» **Text provided**:
## Begin

Data warehouse tech stack with PostgreSQL, DBT, Airflow and Redash

The objective of this initiative is to support the city traffic department by employing swarm UAVs (drones) to gather comprehensive traffic data from various city locations. The collected data will be utilized to enhance traffic flow within the city and contribute to undisclosed projects. To facilitate this, we aim to construct a scalable data warehouse capable of hosting vehicle trajectory data derived from the analysis of footage captured by swarm drones and static roadside cameras. The design of the data warehouse accommodates future requirements and effectively organize the data to enable efficient querying for various downstream projects. The chosen framework for this endeavor is the Extract Load Transform (ELT) approach, leveraging the capabilities of DBT.

What is EDA?

ELT (Extract, Load, Transform) is a data processing framework used in analytics. It involves extracting raw data, loading it into a data warehouse, and performing transformations within the storage system. Unlike traditional ETL, ELT leverages the capabilities of modern data warehousing solutions for more scalable and flexible processing.

## End

» **Given material**:

## Begin

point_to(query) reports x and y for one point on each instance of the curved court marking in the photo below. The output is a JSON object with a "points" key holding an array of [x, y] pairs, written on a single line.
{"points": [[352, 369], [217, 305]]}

## End

» **Task**: In the data warehouse text, which framework was chosen for the project? The data above has no connection to the data warehouse text.

» **Problem solution**: The Extract Load Transform (ELT) approach, leveraging DBT.